[A block of data]
□ □ □ □ □
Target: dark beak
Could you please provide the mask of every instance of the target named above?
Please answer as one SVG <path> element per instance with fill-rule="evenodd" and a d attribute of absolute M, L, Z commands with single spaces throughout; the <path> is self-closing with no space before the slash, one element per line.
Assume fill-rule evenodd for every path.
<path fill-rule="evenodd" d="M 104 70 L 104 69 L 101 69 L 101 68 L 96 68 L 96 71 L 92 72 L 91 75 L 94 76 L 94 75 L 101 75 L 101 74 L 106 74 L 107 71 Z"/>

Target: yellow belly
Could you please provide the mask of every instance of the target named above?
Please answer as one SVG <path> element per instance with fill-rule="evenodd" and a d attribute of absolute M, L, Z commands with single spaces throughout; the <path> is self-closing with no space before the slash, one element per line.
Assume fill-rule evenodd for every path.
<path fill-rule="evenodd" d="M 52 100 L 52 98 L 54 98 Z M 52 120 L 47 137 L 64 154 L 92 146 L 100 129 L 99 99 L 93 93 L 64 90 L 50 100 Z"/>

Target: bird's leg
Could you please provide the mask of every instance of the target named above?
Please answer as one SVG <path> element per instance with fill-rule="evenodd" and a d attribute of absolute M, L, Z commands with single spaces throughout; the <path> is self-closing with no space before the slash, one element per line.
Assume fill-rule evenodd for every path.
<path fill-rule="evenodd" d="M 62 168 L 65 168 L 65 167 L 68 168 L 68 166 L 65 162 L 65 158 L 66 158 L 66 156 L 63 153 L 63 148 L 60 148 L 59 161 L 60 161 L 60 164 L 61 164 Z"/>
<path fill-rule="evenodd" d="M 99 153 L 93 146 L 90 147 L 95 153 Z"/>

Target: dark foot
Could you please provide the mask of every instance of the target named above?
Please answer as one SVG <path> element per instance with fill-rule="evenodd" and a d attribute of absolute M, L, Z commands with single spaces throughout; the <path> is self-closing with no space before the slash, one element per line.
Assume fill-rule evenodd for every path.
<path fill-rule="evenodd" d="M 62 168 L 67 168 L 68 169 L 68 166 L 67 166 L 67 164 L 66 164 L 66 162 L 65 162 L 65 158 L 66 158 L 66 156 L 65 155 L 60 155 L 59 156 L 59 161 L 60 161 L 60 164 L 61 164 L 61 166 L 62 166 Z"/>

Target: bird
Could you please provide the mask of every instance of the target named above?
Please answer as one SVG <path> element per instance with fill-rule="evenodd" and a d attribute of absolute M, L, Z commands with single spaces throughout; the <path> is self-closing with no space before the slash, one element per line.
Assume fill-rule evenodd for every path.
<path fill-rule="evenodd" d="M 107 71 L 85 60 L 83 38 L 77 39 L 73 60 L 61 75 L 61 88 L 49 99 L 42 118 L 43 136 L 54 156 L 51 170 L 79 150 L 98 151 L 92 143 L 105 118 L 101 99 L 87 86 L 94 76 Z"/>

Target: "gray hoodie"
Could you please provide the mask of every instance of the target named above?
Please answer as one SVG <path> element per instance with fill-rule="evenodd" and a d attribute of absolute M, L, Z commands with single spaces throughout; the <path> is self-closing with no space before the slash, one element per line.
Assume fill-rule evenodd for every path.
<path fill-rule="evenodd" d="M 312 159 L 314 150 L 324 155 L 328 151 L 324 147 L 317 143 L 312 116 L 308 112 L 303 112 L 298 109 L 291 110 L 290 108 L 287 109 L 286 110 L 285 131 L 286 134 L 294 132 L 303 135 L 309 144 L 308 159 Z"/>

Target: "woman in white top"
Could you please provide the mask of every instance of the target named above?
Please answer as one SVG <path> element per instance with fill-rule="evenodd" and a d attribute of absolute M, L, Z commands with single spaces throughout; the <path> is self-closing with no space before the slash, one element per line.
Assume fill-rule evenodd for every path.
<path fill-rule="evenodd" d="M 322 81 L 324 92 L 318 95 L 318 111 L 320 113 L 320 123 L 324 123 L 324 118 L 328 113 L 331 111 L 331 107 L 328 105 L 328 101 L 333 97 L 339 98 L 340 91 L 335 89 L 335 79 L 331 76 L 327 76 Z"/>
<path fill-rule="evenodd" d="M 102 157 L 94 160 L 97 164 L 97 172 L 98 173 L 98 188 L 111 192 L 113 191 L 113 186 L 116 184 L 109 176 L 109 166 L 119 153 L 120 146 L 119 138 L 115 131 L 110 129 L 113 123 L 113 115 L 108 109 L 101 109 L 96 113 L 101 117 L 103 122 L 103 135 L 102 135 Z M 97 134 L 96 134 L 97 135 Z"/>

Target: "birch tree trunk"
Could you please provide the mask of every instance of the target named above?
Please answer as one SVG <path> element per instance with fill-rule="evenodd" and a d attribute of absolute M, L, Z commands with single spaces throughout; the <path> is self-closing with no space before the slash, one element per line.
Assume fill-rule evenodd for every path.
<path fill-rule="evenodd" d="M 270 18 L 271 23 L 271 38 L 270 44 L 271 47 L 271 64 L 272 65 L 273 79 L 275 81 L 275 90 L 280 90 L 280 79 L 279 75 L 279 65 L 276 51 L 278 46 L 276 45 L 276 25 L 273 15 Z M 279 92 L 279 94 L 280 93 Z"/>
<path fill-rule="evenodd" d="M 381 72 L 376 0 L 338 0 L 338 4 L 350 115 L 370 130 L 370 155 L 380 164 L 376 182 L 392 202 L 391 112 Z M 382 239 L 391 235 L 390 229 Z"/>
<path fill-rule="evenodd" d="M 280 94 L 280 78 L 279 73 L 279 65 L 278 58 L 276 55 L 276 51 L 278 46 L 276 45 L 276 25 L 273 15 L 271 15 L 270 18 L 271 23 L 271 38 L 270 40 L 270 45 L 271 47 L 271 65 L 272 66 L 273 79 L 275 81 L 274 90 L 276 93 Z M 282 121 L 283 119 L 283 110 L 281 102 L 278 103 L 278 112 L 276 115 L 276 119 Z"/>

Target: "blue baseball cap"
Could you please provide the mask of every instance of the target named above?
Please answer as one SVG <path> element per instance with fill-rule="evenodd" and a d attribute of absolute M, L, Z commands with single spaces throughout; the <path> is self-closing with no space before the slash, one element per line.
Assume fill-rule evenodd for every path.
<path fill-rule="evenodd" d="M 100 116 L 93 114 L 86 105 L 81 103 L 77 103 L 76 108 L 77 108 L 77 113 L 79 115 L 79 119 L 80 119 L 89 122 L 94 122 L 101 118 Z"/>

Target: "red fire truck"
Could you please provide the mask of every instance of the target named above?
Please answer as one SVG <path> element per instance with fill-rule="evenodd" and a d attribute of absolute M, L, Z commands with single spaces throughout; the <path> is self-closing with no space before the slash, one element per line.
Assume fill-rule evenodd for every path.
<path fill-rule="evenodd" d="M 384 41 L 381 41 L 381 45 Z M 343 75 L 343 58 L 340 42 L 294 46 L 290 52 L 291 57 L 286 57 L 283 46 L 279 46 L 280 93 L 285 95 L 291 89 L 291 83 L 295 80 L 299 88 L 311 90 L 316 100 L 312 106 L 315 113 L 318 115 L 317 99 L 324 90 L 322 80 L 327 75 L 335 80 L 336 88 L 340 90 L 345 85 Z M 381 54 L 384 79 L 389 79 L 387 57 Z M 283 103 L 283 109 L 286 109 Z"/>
□ □ □ □ □
Switch each "mask" in the lines above to "outline" and leave everything else as it is.

→ **TASK RESULT**
Target: dark beak
Could you please provide the outline of every instance of the target named above?
Please answer as one SVG <path> element per instance with fill-rule="evenodd" and a d attribute of absolute M, L, Z commands with single spaces throughout; the <path> is self-closing with no space before the slash, one element per line.
Assume fill-rule evenodd for every path.
<path fill-rule="evenodd" d="M 104 70 L 104 69 L 101 69 L 101 68 L 96 68 L 96 71 L 92 72 L 91 75 L 94 76 L 94 75 L 101 75 L 101 74 L 106 74 L 107 71 Z"/>

Target: yellow belly
Could you please provide the outline of every instance of the target named above?
Please answer as one SVG <path> element per instance with fill-rule="evenodd" and a d attribute of absolute M, L, Z commands with single spaces throughout; the <path> is self-closing with no space before the slash, one element per line.
Assume fill-rule evenodd for every path.
<path fill-rule="evenodd" d="M 52 100 L 52 98 L 54 98 Z M 52 120 L 47 137 L 64 154 L 92 146 L 100 129 L 99 99 L 93 93 L 64 90 L 50 100 Z"/>

Target: bird's leg
Could you please provide the outline of every instance of the target named above?
Please answer as one SVG <path> element per instance with fill-rule="evenodd" and a d attribute of absolute M, L, Z commands with single spaces throughout; the <path> is self-closing with no space before the slash, one element per line.
Assume fill-rule evenodd for every path.
<path fill-rule="evenodd" d="M 62 168 L 65 168 L 65 167 L 68 168 L 68 166 L 65 162 L 65 158 L 66 158 L 66 156 L 63 153 L 63 148 L 60 148 L 59 161 L 60 161 L 60 164 L 61 164 Z"/>
<path fill-rule="evenodd" d="M 99 153 L 93 146 L 90 147 L 95 153 Z"/>

Target: dark foot
Could you please provide the outline of every instance of the target named above?
Please answer as one SVG <path> element per instance with fill-rule="evenodd" and a d attribute of absolute M, L, Z commands with single spaces throughout; the <path> is self-closing with no space before the slash, one element per line.
Assume fill-rule evenodd for every path.
<path fill-rule="evenodd" d="M 62 168 L 67 168 L 68 169 L 68 166 L 67 166 L 67 164 L 66 164 L 66 162 L 65 162 L 65 158 L 66 158 L 66 156 L 65 155 L 60 155 L 59 156 L 59 161 L 60 161 L 60 164 L 61 164 L 61 166 L 62 166 Z"/>

Target: bird
Could you please provide the outline of every instance of the target named above?
Please answer as one SVG <path> element per instance with fill-rule="evenodd" and a d attribute of absolute M, L, Z commands with single spaces throughout; the <path> is self-closing with no space before the slash, one element per line.
Assume fill-rule evenodd for every path.
<path fill-rule="evenodd" d="M 107 71 L 85 60 L 83 38 L 77 39 L 73 60 L 61 75 L 61 88 L 49 99 L 42 118 L 43 136 L 54 156 L 51 170 L 79 150 L 98 151 L 92 143 L 105 118 L 101 99 L 87 86 L 94 76 Z"/>

Target: "gray hoodie"
Could you please provide the outline of every instance of the target named above?
Please answer as one SVG <path> element per instance with fill-rule="evenodd" and a d attribute of absolute M, L, Z commands with single spaces throughout; the <path> is self-closing with no space before the slash, one element per line.
Assume fill-rule evenodd for every path.
<path fill-rule="evenodd" d="M 312 159 L 314 150 L 324 155 L 328 151 L 324 147 L 317 143 L 312 116 L 308 112 L 303 112 L 298 109 L 291 110 L 290 108 L 287 109 L 286 110 L 285 131 L 286 134 L 294 132 L 303 135 L 309 144 L 308 159 Z"/>

Target: "woman in white top"
Could you please provide the outline of every instance of the target named above?
Please answer as one SVG <path> element per instance with fill-rule="evenodd" and a d attribute of absolute M, L, Z commands with single spaces throughout; the <path> is self-closing with no space before the slash, one element per line.
Assume fill-rule evenodd for every path.
<path fill-rule="evenodd" d="M 322 81 L 324 92 L 318 95 L 318 111 L 320 113 L 320 123 L 324 123 L 324 118 L 328 113 L 331 111 L 331 107 L 328 105 L 328 101 L 333 97 L 339 98 L 340 91 L 335 89 L 335 79 L 331 76 L 327 76 Z"/>
<path fill-rule="evenodd" d="M 102 157 L 94 160 L 97 164 L 97 172 L 98 173 L 98 188 L 111 192 L 113 191 L 113 186 L 116 184 L 109 176 L 109 166 L 119 153 L 120 146 L 119 138 L 115 131 L 110 129 L 113 123 L 113 115 L 108 109 L 101 109 L 96 113 L 101 117 L 103 122 L 103 135 L 102 135 Z M 97 134 L 96 134 L 97 135 Z"/>

Target: "birch tree trunk"
Could you please provide the outline of every instance of the target named above?
Please answer as one SVG <path> element per instance with fill-rule="evenodd" and a d attribute of absolute M, L, Z commands with single spaces throughout; the <path> is self-closing with no space before the slash, one element per line.
Assume fill-rule evenodd for every path.
<path fill-rule="evenodd" d="M 270 18 L 271 23 L 271 38 L 270 44 L 271 47 L 271 64 L 272 65 L 273 79 L 275 81 L 275 90 L 280 90 L 280 79 L 279 75 L 279 65 L 276 51 L 278 46 L 276 45 L 276 25 L 273 15 Z M 279 92 L 279 94 L 280 93 Z"/>
<path fill-rule="evenodd" d="M 381 72 L 376 0 L 338 0 L 338 4 L 350 115 L 370 130 L 370 155 L 380 164 L 376 182 L 392 202 L 391 112 Z M 382 239 L 391 235 L 390 229 Z"/>
<path fill-rule="evenodd" d="M 280 94 L 280 78 L 279 73 L 279 65 L 278 58 L 276 55 L 276 51 L 278 46 L 276 45 L 276 25 L 273 15 L 271 15 L 270 18 L 271 23 L 271 38 L 270 40 L 270 45 L 271 47 L 271 65 L 272 66 L 273 79 L 275 81 L 274 90 L 276 93 Z M 282 121 L 283 119 L 283 110 L 281 102 L 278 103 L 278 112 L 276 115 L 276 119 Z"/>

Target: "blue baseball cap"
Could you please provide the outline of every instance of the target named above?
Please answer as one SVG <path> element per instance with fill-rule="evenodd" and a d attribute of absolute M, L, Z commands with single spaces throughout; the <path> is self-closing with no space before the slash, one element per line.
Assume fill-rule evenodd for every path.
<path fill-rule="evenodd" d="M 100 116 L 93 114 L 86 105 L 81 103 L 77 103 L 76 108 L 77 108 L 77 113 L 79 115 L 79 119 L 80 119 L 89 122 L 94 122 L 101 118 Z"/>

Target: "red fire truck"
Could you please provide the outline of every instance of the target named above?
Please answer as one SVG <path> element per instance with fill-rule="evenodd" and a d attribute of absolute M, L, Z commands with single spaces throughout; the <path> is self-closing with no space before the slash, one element per line.
Assume fill-rule evenodd for every path.
<path fill-rule="evenodd" d="M 384 41 L 381 41 L 381 45 Z M 343 75 L 343 58 L 340 42 L 294 46 L 290 52 L 291 57 L 286 57 L 283 46 L 279 46 L 280 93 L 285 95 L 291 89 L 291 83 L 295 80 L 299 88 L 311 90 L 316 100 L 312 106 L 315 113 L 318 115 L 317 99 L 324 90 L 322 80 L 327 75 L 335 80 L 336 88 L 340 90 L 345 85 Z M 381 54 L 384 79 L 389 79 L 387 57 Z M 283 103 L 283 109 L 286 109 Z"/>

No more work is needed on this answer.